What this exercise asks —
**A)** According to the forum thread, what kind of book actually listed Zelda food items?
**B)** Reproduce the forum thread word for word, starting at "They *can* be" and ending at "specific technical question.".

Excerpted text —
^^^^

They *can* be distinguished. They are just becoming more difficult to. Its sligh...

duskwuff · on Sept 18, 2023

> Some examples are easy to point at, like the case of the recipe book that lists Zelda food items as ingredients

As an aside, the case you're thinking of was a novel, not a recipe book. Still embarrassing, but at least it was just a bit of set dressing, not instructions to the reader.

https://www.cnet.com/culture/zelda-breath-of-the-wild-recipe...

> I saw someone giving programming advice on discord a few weeks ago. Advice that was blatantly copy/pasted from chat GPT in response to a very specific technical question.

This, on the other hand, is a very real and a very serious problem. I've also seen users try to get ChatGPT to teach them a new programming language or environment (e.g. learning to use a game development framework) and ending up with some seriously incorrect ideas. Several patterns of failure I've seen are:

1) As you describe, language models will frequently hallucinate features. In some cases, they'll even fabricate excuses for why those features fail to work, or will apologize when called out on their error, then make up a different nonexistent feature.

^^^^

Items stored in a collection —
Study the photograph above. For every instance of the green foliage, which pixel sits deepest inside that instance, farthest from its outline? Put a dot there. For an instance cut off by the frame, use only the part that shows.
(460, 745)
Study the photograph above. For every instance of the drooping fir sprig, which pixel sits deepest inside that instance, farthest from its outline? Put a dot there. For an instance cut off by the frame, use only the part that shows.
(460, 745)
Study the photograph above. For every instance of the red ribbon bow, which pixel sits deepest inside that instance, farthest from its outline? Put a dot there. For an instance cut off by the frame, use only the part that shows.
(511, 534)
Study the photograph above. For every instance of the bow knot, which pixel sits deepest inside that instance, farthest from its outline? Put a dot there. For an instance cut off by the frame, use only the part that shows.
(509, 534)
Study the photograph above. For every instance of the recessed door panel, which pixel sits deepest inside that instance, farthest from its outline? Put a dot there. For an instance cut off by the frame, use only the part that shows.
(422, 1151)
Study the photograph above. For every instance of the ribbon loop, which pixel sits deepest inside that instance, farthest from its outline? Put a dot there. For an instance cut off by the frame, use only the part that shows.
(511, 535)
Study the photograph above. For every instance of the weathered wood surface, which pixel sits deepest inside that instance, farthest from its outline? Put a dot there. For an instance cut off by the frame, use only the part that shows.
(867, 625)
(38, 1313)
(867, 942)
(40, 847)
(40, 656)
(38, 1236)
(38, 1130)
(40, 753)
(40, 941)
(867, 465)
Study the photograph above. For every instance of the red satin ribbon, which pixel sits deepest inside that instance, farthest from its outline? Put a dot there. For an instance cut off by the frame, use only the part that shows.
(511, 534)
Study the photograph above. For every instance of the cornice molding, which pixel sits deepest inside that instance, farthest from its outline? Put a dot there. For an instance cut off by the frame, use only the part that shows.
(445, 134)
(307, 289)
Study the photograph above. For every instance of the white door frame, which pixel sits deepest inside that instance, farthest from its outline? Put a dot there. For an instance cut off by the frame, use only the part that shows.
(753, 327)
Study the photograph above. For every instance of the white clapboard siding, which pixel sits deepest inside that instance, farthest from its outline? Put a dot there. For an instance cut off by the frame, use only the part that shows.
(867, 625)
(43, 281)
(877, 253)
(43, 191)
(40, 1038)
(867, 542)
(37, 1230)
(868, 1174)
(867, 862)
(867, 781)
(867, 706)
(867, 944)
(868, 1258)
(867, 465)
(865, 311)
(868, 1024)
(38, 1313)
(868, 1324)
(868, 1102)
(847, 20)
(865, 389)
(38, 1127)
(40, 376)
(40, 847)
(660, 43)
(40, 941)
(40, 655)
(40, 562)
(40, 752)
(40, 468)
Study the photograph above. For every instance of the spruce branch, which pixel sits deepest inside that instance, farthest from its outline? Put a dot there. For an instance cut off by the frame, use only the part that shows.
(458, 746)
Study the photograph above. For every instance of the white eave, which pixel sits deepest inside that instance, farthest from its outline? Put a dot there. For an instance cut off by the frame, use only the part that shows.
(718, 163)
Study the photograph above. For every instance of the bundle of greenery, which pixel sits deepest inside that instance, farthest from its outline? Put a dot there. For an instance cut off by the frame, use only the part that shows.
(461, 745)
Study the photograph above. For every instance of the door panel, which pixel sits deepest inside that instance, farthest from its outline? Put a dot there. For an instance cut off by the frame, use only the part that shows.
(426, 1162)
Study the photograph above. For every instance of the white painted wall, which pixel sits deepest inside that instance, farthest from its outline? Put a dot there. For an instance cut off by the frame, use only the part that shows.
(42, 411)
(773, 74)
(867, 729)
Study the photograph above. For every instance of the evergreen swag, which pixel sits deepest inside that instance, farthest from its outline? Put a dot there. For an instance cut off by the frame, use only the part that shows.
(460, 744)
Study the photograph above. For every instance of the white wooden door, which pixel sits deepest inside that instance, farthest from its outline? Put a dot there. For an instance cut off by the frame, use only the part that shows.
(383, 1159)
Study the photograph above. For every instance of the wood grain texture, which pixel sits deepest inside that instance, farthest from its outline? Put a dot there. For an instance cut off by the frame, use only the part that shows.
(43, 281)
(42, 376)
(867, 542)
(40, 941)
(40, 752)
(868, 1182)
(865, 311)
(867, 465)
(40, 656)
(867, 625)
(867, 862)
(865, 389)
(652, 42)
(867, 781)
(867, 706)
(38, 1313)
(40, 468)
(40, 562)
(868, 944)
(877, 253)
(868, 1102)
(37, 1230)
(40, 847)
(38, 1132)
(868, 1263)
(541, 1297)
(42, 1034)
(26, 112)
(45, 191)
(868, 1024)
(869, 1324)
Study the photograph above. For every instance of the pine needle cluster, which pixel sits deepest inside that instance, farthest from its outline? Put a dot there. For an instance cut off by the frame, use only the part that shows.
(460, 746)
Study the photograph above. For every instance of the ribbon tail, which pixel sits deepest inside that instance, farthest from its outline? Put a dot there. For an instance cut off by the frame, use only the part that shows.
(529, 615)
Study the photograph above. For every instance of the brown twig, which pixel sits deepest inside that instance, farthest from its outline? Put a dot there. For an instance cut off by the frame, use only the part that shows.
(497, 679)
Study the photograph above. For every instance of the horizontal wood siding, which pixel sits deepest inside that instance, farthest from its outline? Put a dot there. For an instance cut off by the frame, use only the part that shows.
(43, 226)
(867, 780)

^^^^

Solutions to the tasks —
**A)** A novel, not a recipe book.

**B)**
They *can* be distinguished. They are just becoming more difficult to. Its sligh...

duskwuff · on Sept 18, 2023

> Some examples are easy to point at, like the case of the recipe book that lists Zelda food items as ingredients

As an aside, the case you're thinking of was a novel, not a recipe book. Still embarrassing, but at least it was just a bit of set dressing, not instructions to the reader.

https://www.cnet.com/culture/zelda-breath-of-the-wild-recipe...

> I saw someone giving programming advice on discord a few weeks ago. Advice that was blatantly copy/pasted from chat GPT in response to a very specific technical question.